*** Opening Given passage ***

- August's UK manufacturing PMI affirmed the downbeat signal sent by the flash reading, falling to 47.3, the lowest since May 2020. High wholesale energy prices, weaker demand, and potential new sources of supply disruption suggest that the sector faces a challenging near-term outlook.
- The latest survey shows a decrease in inflationary pressures which, combined with the recent reduction in wholesale gas prices, provides some consolation. But the extent to which any new government fiscal support covers businesses as well as households, and the scale of such measures, is taking on increasing significance.
Martin Beck, chief economic advisor to the EY ITEM Club, says: “A fall in August's PMI to 47.3 from 52.1 in July wasn't quite as significant as that indicated by the earlier flash reading of 46.0. But it was the first time the index fell below the 50 'no-change' mark, separating the S&P Global/CIPS survey's measure of expansion from contraction, since May 2020. The details of the survey raised more concerns – the output balance was at the weakest, outside of the pandemic, since 2009 and growth in staffing near-stagnated.

*** Closing Given passage ***

Assigned task | Continue the commentary on August's UK manufacturing PMI, picking up after its final sentence. The items after this point are separate material, unrelated to the commentary on the UK manufacturing PMI.

*** Opening Data extracts ***

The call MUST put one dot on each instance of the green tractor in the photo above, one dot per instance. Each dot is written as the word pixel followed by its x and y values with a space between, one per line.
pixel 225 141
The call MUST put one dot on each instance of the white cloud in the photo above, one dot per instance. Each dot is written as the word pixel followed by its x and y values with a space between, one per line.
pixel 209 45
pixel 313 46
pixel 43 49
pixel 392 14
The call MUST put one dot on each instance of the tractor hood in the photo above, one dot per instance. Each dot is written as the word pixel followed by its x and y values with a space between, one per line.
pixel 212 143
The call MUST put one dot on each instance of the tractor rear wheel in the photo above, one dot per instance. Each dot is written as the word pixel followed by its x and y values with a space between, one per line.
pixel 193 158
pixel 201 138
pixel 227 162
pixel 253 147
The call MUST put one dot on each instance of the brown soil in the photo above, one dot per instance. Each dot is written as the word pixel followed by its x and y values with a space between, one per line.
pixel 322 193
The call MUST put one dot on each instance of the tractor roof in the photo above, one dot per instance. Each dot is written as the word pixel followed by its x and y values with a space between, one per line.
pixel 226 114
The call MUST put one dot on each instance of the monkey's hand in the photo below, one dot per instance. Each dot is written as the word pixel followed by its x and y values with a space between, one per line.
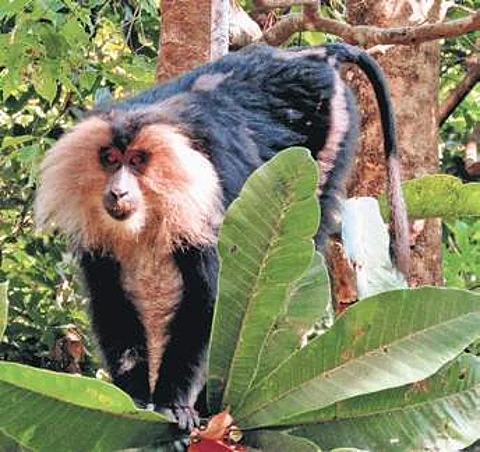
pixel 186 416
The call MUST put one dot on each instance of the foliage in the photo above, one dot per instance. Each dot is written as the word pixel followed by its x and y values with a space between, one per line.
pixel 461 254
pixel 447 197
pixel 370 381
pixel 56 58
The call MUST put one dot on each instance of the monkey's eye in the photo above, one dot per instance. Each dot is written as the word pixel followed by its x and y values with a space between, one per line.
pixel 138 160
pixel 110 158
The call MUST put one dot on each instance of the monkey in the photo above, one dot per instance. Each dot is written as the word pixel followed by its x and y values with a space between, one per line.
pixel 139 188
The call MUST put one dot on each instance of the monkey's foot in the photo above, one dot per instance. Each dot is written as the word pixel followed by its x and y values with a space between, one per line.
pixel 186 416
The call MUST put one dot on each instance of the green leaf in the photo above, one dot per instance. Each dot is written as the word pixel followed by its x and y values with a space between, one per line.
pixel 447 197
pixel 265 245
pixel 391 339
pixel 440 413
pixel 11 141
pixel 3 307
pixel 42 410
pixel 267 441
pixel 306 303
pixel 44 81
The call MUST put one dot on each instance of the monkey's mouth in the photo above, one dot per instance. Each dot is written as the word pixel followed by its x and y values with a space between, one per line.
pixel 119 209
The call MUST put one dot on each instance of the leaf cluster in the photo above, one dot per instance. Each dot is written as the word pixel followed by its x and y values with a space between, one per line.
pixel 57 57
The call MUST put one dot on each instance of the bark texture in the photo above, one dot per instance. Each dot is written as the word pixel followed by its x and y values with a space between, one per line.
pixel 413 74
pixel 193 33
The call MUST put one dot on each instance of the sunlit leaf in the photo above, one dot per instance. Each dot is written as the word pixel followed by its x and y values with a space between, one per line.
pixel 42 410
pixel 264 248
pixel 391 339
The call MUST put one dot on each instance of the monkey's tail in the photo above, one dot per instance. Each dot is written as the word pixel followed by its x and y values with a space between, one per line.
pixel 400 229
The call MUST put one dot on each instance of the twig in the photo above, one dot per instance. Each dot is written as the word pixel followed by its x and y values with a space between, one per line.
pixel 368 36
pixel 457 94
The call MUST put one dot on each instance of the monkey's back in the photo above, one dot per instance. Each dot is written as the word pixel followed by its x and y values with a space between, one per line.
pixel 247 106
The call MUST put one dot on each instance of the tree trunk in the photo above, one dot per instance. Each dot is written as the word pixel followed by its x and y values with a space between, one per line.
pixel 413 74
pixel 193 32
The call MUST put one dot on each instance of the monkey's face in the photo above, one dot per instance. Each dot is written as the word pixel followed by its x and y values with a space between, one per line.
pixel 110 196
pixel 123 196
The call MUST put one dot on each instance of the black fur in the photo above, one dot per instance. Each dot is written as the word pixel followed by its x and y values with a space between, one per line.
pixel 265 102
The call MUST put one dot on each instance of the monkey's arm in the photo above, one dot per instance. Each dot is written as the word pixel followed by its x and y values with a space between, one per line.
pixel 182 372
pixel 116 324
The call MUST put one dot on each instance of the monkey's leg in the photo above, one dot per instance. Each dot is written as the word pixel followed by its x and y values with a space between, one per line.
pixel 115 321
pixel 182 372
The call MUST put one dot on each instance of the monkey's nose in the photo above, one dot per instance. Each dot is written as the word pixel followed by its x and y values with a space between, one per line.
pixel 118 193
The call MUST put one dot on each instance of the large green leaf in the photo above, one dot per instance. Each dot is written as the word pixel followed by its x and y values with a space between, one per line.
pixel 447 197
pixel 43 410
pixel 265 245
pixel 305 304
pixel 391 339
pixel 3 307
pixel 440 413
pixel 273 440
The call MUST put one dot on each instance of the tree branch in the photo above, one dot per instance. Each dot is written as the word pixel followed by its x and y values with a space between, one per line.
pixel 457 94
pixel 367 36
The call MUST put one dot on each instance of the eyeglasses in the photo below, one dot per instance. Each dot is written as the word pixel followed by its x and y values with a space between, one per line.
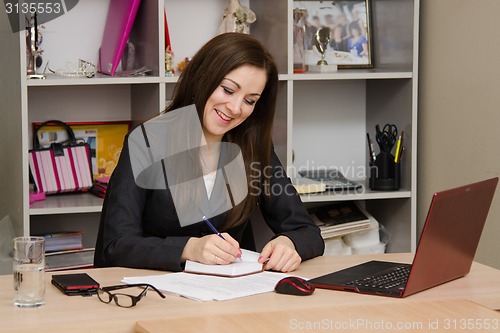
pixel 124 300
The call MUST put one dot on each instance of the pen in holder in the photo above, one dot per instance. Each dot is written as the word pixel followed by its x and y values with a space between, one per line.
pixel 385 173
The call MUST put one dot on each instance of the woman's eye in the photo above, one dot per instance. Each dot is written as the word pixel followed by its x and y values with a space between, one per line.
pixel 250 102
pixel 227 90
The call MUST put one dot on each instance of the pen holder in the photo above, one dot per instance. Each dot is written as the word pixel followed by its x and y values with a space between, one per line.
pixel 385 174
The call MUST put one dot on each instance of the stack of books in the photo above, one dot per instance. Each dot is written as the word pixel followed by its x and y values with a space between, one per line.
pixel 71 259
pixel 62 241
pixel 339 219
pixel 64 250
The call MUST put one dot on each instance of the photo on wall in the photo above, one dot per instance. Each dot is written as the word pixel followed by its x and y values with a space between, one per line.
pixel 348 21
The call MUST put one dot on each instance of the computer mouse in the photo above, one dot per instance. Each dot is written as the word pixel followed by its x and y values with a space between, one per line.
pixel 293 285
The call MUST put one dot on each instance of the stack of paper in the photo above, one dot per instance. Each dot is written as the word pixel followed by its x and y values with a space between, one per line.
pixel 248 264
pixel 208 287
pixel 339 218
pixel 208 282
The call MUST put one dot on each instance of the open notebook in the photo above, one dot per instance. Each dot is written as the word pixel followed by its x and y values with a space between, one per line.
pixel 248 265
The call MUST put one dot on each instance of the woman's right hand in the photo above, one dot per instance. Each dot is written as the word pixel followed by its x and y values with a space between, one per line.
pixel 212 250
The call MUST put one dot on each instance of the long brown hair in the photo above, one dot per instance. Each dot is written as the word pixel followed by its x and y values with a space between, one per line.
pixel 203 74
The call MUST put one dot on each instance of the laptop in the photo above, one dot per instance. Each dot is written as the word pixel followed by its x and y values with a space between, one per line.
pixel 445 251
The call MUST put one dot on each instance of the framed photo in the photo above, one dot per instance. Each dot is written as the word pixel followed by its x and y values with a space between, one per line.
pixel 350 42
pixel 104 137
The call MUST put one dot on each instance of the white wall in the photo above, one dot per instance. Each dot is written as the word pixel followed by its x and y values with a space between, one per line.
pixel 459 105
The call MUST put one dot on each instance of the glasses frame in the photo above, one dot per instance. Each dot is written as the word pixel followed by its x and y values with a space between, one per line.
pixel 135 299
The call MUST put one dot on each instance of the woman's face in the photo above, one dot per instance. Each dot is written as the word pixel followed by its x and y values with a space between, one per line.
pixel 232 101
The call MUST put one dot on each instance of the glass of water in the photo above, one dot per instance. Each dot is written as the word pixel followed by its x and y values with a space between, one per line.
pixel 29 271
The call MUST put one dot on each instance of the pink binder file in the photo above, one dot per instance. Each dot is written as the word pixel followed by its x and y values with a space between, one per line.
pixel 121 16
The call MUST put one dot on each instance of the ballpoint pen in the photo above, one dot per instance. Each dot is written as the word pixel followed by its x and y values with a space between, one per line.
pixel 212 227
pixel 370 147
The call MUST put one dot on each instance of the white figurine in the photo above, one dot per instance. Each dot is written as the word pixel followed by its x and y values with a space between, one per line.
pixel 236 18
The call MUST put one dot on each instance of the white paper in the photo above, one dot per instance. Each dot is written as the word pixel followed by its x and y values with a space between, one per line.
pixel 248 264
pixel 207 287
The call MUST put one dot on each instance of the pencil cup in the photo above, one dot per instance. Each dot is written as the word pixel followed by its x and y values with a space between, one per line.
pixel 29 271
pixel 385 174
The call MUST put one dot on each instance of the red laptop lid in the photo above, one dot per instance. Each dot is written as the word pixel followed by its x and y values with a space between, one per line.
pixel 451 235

*** Closing Data extracts ***
*** Opening Data extracts ***

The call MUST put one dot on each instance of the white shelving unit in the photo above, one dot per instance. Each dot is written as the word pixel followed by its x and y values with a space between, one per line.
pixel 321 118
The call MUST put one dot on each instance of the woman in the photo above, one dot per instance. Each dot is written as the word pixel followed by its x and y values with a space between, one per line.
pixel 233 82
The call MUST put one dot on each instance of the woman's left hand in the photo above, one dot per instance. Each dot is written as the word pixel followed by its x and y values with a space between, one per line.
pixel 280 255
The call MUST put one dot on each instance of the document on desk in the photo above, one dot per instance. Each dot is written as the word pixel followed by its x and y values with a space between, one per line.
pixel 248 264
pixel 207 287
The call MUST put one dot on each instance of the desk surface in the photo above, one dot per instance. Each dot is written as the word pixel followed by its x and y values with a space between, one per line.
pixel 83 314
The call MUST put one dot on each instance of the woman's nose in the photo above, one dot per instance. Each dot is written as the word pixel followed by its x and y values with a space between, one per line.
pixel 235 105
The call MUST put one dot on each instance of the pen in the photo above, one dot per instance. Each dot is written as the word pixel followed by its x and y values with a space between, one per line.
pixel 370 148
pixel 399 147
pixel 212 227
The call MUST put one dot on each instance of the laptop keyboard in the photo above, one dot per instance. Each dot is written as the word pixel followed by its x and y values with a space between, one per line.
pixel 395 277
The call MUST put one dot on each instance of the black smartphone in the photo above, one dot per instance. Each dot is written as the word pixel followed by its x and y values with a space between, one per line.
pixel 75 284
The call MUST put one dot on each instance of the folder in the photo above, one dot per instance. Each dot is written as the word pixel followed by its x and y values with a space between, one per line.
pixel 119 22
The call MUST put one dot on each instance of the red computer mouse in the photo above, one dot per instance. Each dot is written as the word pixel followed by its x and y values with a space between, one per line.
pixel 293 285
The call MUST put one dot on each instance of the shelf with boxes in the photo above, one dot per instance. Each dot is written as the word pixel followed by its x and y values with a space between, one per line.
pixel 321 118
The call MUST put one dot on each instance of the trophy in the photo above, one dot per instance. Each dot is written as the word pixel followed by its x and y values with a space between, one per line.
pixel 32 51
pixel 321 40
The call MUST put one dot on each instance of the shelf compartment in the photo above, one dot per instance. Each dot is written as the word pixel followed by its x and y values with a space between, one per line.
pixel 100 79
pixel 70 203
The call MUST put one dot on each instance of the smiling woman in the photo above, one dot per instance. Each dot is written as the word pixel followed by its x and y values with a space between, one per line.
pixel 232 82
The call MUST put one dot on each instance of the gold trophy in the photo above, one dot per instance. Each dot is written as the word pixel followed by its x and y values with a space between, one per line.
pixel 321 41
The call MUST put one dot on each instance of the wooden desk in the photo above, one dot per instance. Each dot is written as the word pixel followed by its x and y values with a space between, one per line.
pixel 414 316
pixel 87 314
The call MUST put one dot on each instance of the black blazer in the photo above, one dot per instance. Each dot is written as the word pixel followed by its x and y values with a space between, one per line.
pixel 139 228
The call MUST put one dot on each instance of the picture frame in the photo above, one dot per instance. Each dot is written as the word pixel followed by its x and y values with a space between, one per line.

*** Closing Data extracts ***

Response to the task |
“Although the manufacturing PMI has been an inexact guide to the official measure of output in recent months, the weakness of the latest index corroborated the story of a sector under pressure told by August's CBI industrial survey. And with manufacturers feeling the pressure of very high energy costs, softer demand, and the risk of port disruption from strikes, activity is likely to remain low for the foreseeable future.
“That said, the survey showed cost and price inflation have fallen, aided by a slowdown in raw material price increases and an easing in global supply chain disruptions. Meanwhile, wholesale gas prices have reduced markedly in the last few days, offering hope that the peak may have passed. But with manufacturers still facing historically high energy bills, any consolation from these developments will be limited. The extent to which any new government fiscal support covers businesses as well as households, and the scale of such measures, is taking on increasing significance.”